--- Excerpt Enclosed Below ---
The structure itself is worth examining through a psychological lens. SBC is deliberately organized to mix information, mentorship, and hands-on experience. Participants receive broad exposure across the core areas of the business (the “General Education” sections), and then choose one of three majors for deeper immersion: Athlete Representation, Basketball Operations, or a third concentration tailored to their career goals. The curriculum covers athlete representation and contract negotiation, the NBA salary cap and CBA, scouting, video and analytics, media and broadcast, basketball operations, and the practical mechanics of networking and job acquisition. Past instructors and participants include NBA Commissioner Adam Silver, Rob Pelinka, Rick Carlisle, Mike D’Antoni, and dozens of working front office executives and coaches.
TAKEAWAY: When evaluating a professional development opportunity, assessing the disposition it aims to instill is key. Programs that aim to change how you think and offer real-world exposure to experts are often the ones worth prioritizing.
Why Doing Beats Watching
One of the clearest markers of a well-designed immersive experience is whether it requires participants to make real decisions under realistic conditions. Passive exposure to expertise is valuable. Active participation, where you are the one choosing, building, presenting, and defending, is actually transformative. The cognitive and emotional engagement is categorically different, and so is the retention.
Participants run mock expansion drafts, build rosters from scratch, create jersey and arena mockups, negotiate trades, and present their decisions to rooms full of people who have actually done these jobs. It is worth pausing on what that last detail means: your work is being evaluated by executives who can tell the difference between someone who studied the machine and someone who understands it.
Edwin Valentin, a 25-year entertainment industry veteran using the program to transition into sports, described what it was like to build a mock expansion team.
“You really have to think five steps ahead just because we’re building an expansion team. You have to think about the marketing, the sponsorships, all of that. Making mockups of jerseys, making mockups of the arena, you’re really broadening the horizons of the basketball world.”
--- End of Enclosed Excerpt ---
--- The data Enclosed Below ---
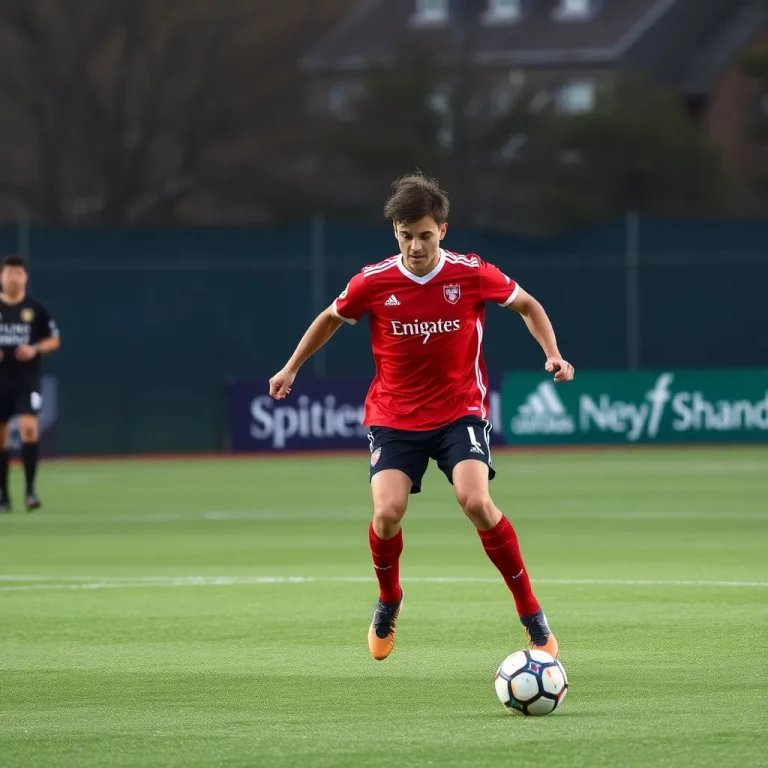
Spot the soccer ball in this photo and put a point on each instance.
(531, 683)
--- End of Enclosed The data ---
--- The data Enclosed Below ---
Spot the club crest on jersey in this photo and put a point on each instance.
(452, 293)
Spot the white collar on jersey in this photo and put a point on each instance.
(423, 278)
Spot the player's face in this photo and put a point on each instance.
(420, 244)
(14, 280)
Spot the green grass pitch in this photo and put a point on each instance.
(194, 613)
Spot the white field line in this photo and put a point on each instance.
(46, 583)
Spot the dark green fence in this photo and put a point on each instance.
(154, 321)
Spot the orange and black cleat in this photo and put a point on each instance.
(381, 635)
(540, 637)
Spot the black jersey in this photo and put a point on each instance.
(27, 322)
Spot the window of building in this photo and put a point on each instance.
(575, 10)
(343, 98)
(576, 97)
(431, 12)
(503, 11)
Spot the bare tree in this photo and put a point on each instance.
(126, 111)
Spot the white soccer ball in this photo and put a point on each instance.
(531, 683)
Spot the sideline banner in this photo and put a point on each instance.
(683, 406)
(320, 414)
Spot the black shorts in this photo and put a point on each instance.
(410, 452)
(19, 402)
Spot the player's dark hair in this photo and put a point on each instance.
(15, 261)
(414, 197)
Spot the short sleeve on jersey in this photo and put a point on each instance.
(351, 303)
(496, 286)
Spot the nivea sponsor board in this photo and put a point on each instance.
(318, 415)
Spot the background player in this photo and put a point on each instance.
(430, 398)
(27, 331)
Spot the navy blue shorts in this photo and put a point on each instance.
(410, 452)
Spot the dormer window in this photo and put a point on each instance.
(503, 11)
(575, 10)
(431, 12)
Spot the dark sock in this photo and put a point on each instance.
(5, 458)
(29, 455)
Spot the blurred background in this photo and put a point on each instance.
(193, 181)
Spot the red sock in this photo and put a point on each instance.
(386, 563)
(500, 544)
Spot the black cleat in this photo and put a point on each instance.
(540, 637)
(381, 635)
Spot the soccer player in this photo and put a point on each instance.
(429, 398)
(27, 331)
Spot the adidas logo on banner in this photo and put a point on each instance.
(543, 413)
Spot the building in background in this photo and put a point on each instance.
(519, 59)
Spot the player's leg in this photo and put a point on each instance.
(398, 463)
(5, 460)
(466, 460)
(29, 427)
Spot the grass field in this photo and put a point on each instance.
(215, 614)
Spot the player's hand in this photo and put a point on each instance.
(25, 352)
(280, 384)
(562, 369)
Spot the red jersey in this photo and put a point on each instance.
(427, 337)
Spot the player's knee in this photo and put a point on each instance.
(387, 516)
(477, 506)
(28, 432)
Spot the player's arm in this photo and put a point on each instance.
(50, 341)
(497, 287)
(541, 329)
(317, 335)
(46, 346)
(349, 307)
--- End of Enclosed The data ---
--- The data Enclosed Below ---
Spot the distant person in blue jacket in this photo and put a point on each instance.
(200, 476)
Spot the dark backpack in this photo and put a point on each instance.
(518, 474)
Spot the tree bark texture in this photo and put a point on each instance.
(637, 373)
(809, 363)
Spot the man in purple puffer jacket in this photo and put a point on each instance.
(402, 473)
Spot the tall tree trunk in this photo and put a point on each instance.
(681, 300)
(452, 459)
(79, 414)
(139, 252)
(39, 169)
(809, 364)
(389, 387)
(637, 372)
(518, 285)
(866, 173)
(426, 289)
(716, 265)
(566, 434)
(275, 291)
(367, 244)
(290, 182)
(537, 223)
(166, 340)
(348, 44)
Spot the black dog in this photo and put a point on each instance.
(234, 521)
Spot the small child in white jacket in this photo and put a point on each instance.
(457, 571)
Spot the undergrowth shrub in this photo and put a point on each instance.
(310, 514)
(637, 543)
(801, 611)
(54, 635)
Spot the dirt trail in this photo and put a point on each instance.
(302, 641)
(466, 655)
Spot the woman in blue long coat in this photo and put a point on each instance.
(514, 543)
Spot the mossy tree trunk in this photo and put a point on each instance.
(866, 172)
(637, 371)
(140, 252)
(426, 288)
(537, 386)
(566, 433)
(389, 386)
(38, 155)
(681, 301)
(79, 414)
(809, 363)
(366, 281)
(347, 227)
--- End of Enclosed The data ---
Exercise: Rewrite the SBC passage starting with "TAKEAWAY: When evaluating" and going on through "ones worth prioritizing.", changing "prioritizing" to "pursuing". The data has nothing to do with what is asked here.

Task result:
TAKEAWAY: When evaluating a professional development opportunity, assessing the disposition it aims to instill is key. Programs that aim to change how you think and offer real-world exposure to experts are often the ones worth pursuing.